→ **The task**
Please format the lines below as a JSON list of strings, one string per line, beginning with the line containing "pinpoints the yellow" and ending with the line containing "33;90;42;100". Leave out blank lines and pictures.

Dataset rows
=-=-=

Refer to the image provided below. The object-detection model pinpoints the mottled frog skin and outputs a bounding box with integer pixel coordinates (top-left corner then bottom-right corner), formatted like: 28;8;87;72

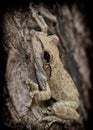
25;6;79;127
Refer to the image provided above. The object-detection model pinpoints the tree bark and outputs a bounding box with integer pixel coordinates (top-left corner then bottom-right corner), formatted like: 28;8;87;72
0;2;92;130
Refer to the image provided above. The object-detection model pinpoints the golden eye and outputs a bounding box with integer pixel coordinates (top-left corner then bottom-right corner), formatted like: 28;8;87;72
43;51;53;63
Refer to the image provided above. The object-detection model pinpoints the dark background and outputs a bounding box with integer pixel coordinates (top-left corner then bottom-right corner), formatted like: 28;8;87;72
0;0;93;130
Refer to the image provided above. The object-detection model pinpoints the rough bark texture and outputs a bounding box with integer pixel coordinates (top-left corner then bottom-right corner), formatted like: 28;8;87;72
0;1;92;130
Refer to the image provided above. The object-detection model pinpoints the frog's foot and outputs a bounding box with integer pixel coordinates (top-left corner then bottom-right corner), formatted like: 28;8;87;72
42;107;54;115
39;116;67;130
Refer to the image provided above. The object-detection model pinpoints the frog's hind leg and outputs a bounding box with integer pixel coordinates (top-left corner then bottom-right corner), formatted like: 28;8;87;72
40;116;67;130
52;100;80;121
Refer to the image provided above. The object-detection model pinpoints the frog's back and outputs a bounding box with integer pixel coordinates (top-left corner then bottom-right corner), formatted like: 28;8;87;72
50;63;79;101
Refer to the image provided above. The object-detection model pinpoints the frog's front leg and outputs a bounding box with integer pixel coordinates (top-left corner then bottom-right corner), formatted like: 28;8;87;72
42;100;79;125
25;79;51;101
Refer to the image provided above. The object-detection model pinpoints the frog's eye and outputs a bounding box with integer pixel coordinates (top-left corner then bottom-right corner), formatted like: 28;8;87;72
43;51;53;63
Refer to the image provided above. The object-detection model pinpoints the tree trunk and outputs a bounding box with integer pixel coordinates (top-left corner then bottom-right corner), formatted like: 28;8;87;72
0;1;92;130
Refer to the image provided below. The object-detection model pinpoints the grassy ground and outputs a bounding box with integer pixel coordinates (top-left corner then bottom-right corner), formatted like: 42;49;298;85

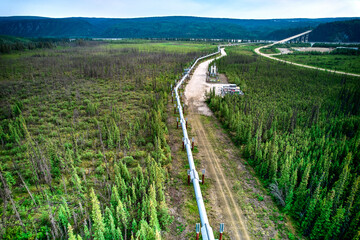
0;41;214;239
276;54;360;73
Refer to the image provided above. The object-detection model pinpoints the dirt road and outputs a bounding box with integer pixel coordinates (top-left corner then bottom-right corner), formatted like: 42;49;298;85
255;31;360;77
185;50;250;239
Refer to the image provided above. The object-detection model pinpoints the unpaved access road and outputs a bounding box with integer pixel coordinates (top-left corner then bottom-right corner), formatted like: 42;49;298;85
185;47;295;240
185;49;250;239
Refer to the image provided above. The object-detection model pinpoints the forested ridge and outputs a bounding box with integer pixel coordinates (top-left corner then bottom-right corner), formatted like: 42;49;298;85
0;16;353;40
0;42;213;240
208;48;360;239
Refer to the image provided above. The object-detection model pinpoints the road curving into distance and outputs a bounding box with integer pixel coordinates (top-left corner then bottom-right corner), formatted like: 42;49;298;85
254;30;360;77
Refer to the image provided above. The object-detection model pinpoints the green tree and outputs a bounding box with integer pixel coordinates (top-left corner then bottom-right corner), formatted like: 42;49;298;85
90;188;105;240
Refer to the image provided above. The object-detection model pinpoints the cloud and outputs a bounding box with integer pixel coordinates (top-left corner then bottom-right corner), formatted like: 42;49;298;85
0;0;360;19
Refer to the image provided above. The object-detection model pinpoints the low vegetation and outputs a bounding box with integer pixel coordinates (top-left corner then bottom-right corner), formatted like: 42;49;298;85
276;48;360;73
0;41;214;239
208;48;360;239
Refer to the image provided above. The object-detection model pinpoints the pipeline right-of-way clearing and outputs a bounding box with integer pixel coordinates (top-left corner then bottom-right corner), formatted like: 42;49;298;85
254;30;360;77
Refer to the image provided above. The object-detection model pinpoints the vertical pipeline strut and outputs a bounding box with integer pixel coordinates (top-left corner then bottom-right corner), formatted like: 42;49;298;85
175;46;220;240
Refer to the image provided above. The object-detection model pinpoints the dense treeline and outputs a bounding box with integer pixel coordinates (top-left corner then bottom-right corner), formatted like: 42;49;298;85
0;40;212;240
208;49;360;239
309;19;360;42
0;16;352;40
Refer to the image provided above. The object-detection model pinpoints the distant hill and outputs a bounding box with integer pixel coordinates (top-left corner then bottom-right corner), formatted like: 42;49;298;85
309;19;360;42
0;16;358;40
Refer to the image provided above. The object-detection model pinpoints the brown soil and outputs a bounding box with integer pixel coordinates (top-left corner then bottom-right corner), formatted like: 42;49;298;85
165;47;293;240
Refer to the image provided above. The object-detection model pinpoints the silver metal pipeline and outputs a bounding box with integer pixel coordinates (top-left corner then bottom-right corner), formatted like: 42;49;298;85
175;46;221;240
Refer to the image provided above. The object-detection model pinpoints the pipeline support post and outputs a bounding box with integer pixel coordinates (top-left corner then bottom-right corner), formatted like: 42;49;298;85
201;169;205;184
174;46;220;240
219;223;224;240
196;223;200;240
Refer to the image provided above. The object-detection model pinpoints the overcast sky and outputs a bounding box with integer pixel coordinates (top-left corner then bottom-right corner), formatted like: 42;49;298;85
0;0;360;19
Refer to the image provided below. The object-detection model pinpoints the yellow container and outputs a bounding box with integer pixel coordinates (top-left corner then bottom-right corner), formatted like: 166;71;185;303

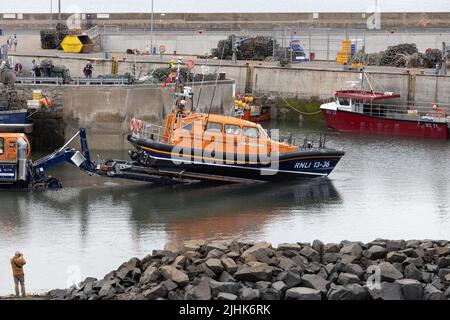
33;90;42;100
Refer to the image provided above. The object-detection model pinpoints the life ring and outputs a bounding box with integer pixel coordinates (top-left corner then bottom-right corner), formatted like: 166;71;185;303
136;120;142;132
186;59;195;70
433;104;445;118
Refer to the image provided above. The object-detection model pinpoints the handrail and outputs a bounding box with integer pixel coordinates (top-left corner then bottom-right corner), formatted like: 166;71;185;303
16;77;64;85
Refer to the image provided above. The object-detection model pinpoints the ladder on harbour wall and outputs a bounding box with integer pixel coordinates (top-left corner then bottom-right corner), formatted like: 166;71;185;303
83;25;102;52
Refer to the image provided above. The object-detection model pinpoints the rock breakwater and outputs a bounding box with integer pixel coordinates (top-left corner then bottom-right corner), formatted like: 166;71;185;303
48;239;450;300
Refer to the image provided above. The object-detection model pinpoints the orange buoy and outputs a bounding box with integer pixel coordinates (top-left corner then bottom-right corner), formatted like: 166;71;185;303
39;96;53;108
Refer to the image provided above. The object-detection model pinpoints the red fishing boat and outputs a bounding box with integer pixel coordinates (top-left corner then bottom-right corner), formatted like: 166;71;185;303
320;90;450;139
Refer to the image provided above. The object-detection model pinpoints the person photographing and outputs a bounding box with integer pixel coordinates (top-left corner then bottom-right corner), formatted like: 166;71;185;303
11;251;27;297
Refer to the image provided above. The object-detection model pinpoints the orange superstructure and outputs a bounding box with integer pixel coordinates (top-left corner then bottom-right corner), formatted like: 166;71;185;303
0;133;31;163
162;112;299;154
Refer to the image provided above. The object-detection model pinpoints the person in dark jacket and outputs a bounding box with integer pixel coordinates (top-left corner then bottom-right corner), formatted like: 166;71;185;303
11;251;27;297
83;61;94;79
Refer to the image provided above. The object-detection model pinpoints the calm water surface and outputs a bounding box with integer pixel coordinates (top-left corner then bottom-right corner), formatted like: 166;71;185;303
0;123;450;294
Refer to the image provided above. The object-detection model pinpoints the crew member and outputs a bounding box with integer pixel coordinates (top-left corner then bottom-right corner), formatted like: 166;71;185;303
11;251;26;297
433;104;445;118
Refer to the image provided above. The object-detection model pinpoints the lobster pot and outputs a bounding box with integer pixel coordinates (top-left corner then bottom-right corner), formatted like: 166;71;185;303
32;90;42;100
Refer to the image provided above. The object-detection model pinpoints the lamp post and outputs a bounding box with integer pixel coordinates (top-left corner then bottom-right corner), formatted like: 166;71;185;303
150;0;153;54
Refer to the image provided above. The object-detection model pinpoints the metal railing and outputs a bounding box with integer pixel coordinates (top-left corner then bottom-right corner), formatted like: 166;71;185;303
70;77;131;86
16;77;131;86
352;104;450;122
16;77;64;85
84;26;99;40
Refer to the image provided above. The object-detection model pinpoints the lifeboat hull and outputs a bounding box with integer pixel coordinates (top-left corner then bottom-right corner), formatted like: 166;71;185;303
128;136;344;181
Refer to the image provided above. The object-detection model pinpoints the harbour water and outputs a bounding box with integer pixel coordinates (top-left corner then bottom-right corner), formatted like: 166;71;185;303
0;123;450;295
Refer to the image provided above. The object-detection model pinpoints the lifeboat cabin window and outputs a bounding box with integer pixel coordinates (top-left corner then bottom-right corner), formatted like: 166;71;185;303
206;122;222;132
338;98;351;106
181;123;192;132
225;124;241;135
242;127;259;138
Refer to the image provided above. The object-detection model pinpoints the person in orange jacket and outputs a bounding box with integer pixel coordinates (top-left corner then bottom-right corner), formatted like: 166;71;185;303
11;251;27;297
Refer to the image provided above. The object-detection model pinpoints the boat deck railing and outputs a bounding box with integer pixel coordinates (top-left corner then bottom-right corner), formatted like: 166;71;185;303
352;103;450;123
280;133;329;150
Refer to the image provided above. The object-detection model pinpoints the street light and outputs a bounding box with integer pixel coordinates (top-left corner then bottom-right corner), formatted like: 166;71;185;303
150;0;153;54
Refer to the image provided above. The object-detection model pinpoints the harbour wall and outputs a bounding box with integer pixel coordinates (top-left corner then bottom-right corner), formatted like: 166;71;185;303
16;80;234;150
0;12;450;29
12;54;450;105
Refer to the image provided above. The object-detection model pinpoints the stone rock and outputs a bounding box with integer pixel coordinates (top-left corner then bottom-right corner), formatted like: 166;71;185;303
272;281;288;293
184;279;211;300
327;283;370;300
142;284;167;300
219;271;236;282
300;247;320;262
206;242;228;254
277;243;302;251
369;282;403;300
337;272;360;285
220;258;237;274
239;287;260;300
378;262;403;282
323;243;341;254
424;284;446;300
437;268;450;280
311;240;325;254
386;251;407;263
217;292;238;301
98;281;116;300
205;259;223;274
437;257;450;268
340;243;363;259
317;267;328;280
402;257;423;268
184;251;201;261
444;287;450;299
436;247;450;257
48;289;67;300
209;280;239;297
241;241;272;260
404;263;423;281
278;256;296;270
234;261;272;282
139;266;160;284
364;246;386;260
301;274;330;294
386;240;406;252
336;263;364;278
172;256;186;269
425;263;438;272
395;279;423;300
398;248;417;258
206;249;225;259
159;266;189;286
322;252;342;263
182;240;206;252
260;288;283;300
285;287;321;300
152;250;177;259
283;270;302;288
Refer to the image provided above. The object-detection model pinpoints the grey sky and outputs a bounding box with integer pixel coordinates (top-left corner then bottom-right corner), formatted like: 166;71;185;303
0;0;450;13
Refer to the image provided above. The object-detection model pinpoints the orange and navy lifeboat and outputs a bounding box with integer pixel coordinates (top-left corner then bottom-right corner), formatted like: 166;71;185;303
128;112;344;181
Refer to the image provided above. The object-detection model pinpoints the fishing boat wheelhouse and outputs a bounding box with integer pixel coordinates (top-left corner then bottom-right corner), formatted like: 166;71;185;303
320;90;450;139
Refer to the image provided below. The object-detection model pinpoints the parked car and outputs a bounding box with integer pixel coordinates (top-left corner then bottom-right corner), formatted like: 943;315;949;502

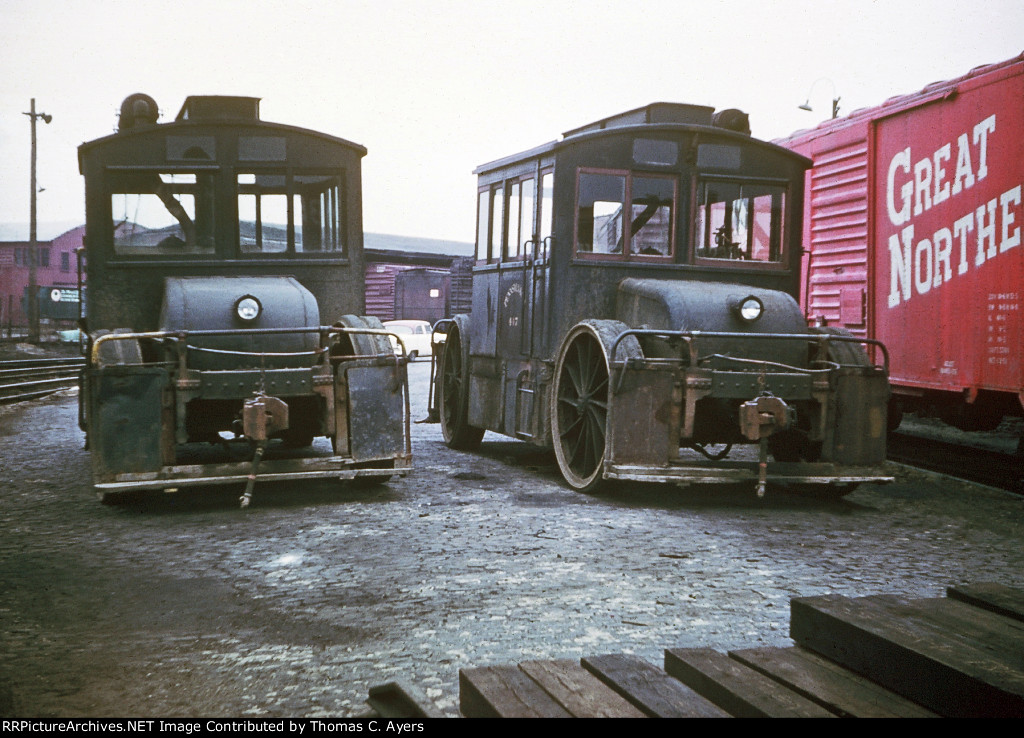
384;320;432;361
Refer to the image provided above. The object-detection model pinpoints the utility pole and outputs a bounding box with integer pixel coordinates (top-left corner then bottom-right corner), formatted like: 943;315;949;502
22;97;53;343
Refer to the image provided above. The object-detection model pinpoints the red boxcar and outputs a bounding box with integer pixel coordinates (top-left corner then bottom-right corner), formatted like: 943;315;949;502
775;54;1024;430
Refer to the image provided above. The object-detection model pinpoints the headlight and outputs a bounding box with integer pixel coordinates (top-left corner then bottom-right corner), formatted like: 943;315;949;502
729;295;765;322
234;295;263;322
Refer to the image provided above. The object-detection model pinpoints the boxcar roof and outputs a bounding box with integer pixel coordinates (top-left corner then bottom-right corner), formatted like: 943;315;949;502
773;53;1024;145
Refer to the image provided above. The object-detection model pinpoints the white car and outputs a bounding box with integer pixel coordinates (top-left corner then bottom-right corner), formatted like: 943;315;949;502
384;320;433;361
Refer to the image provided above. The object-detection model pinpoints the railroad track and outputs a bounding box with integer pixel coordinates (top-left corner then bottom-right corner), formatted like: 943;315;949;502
888;431;1024;494
0;358;85;404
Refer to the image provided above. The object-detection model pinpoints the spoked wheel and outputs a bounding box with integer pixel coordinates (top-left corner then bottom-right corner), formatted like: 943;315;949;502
437;329;483;450
551;320;639;492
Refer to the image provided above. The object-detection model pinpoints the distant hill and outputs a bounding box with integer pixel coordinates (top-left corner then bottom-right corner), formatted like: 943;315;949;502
362;233;473;256
0;221;473;256
0;220;82;241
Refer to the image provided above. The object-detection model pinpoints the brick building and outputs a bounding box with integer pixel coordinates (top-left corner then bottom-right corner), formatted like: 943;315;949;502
0;225;85;336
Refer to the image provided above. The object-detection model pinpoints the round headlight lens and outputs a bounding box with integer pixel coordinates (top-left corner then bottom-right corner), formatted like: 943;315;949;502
739;297;765;320
729;295;765;322
234;296;261;322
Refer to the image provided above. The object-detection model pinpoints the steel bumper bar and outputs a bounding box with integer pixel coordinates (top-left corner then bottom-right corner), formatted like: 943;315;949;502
93;457;410;494
604;462;896;484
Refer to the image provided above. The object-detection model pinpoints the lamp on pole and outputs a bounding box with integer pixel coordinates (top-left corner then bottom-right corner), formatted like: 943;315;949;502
797;77;840;119
22;97;53;343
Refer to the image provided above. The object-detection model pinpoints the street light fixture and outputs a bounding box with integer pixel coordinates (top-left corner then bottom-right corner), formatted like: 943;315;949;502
22;97;53;343
797;77;840;119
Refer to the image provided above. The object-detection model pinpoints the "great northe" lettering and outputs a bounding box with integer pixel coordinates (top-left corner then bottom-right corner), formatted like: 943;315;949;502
886;115;1021;307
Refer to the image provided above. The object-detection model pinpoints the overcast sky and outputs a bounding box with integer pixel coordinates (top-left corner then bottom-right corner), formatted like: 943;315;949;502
0;0;1024;242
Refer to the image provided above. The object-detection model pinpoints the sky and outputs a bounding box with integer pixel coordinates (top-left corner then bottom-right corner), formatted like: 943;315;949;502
0;0;1024;242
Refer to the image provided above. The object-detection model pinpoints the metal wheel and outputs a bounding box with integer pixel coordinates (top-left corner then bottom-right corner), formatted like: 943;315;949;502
551;323;608;492
437;329;483;450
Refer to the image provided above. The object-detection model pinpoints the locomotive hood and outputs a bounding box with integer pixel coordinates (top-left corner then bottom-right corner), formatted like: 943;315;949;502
616;277;810;365
160;276;319;370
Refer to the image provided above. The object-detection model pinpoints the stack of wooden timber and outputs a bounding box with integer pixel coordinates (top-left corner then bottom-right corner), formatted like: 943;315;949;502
459;583;1024;718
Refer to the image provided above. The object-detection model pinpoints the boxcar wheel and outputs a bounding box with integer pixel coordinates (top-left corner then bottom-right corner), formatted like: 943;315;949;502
551;320;640;492
437;328;483;450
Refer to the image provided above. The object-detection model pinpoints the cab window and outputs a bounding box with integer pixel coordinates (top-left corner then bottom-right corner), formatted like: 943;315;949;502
575;170;677;260
237;172;345;256
694;179;785;263
109;171;215;256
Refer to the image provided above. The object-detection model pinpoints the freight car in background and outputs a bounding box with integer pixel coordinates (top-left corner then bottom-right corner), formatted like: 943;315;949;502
776;54;1024;440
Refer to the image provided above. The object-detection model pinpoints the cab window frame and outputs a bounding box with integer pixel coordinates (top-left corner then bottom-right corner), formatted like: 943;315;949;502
231;164;349;260
572;167;680;263
690;172;795;270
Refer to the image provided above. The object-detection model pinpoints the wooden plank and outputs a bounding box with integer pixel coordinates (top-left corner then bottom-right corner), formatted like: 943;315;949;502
519;659;646;718
367;682;445;718
869;595;1024;667
790;595;1024;718
582;654;728;718
946;581;1024;621
729;646;938;718
459;666;572;718
665;648;836;718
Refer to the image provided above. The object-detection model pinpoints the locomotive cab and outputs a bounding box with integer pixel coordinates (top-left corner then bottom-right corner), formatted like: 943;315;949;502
434;103;891;494
79;95;411;506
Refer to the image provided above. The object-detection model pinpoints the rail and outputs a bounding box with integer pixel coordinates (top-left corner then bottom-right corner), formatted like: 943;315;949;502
0;358;85;404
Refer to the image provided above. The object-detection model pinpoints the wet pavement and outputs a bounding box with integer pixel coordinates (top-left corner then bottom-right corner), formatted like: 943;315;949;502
0;361;1024;718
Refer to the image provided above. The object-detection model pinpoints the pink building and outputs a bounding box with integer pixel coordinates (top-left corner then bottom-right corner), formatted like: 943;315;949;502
0;225;85;335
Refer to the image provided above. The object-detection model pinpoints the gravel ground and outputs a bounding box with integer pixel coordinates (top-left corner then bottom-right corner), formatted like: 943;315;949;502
0;361;1024;718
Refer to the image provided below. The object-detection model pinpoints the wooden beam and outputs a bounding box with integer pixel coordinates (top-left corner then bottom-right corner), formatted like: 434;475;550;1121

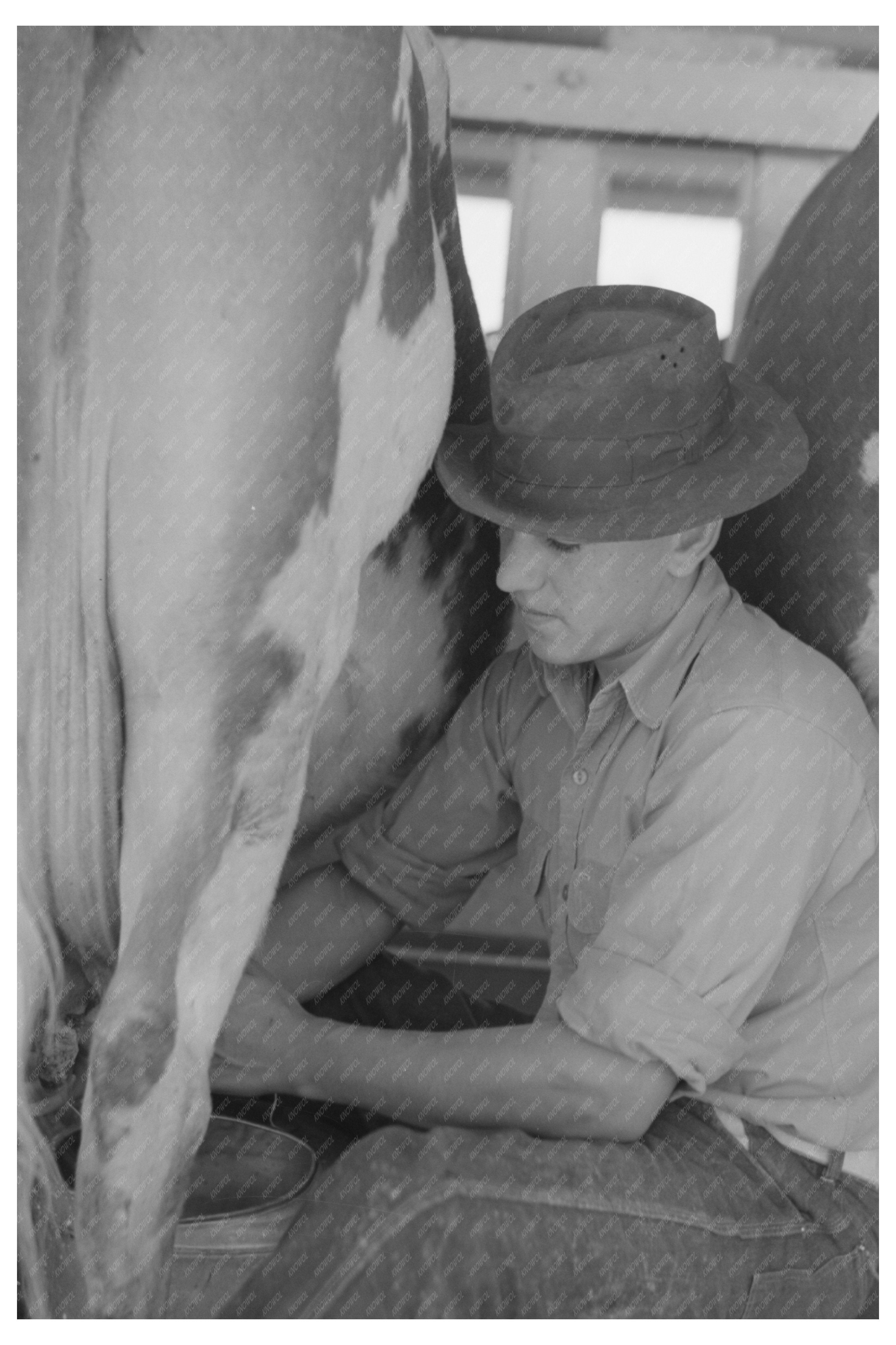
437;38;879;152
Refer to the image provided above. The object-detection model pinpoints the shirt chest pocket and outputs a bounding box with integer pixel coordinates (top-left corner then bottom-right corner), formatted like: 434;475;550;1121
566;860;615;960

=-=-=

→ **Output below**
[
  "Refer to the image provided below. The object-detection model pinpoints the yellow container and outputs a bounding box with integer pixel coordinates (top-left corner then bottom-right corner), formatted like: 166;71;185;303",
  "33;90;42;100"
]